What the task requires
I'd like every line in the following listing that holds "leash" copied.

Extracted information
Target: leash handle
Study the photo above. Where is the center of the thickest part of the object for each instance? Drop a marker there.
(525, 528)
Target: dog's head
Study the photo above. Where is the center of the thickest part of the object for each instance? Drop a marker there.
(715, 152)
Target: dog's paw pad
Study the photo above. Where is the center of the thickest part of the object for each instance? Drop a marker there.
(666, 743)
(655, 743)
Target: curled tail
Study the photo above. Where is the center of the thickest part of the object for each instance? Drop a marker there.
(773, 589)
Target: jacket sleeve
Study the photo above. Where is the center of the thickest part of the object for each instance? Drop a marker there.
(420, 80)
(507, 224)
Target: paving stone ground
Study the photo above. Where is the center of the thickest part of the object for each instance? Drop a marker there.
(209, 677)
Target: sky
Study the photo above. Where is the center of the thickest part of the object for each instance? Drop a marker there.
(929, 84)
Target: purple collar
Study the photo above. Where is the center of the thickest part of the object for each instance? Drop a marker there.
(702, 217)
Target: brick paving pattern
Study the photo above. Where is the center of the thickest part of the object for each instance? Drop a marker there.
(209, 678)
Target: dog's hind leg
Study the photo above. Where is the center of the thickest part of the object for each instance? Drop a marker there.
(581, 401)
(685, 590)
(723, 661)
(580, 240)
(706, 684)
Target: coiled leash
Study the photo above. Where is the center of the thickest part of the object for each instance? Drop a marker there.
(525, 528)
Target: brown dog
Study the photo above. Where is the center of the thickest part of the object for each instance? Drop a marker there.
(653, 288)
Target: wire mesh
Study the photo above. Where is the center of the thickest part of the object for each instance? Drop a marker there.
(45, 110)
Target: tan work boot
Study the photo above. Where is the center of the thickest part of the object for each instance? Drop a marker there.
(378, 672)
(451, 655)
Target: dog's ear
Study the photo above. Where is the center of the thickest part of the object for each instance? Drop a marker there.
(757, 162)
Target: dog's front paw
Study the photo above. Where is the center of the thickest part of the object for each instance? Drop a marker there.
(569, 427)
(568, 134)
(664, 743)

Output
Target: leash handle
Target: coiled leash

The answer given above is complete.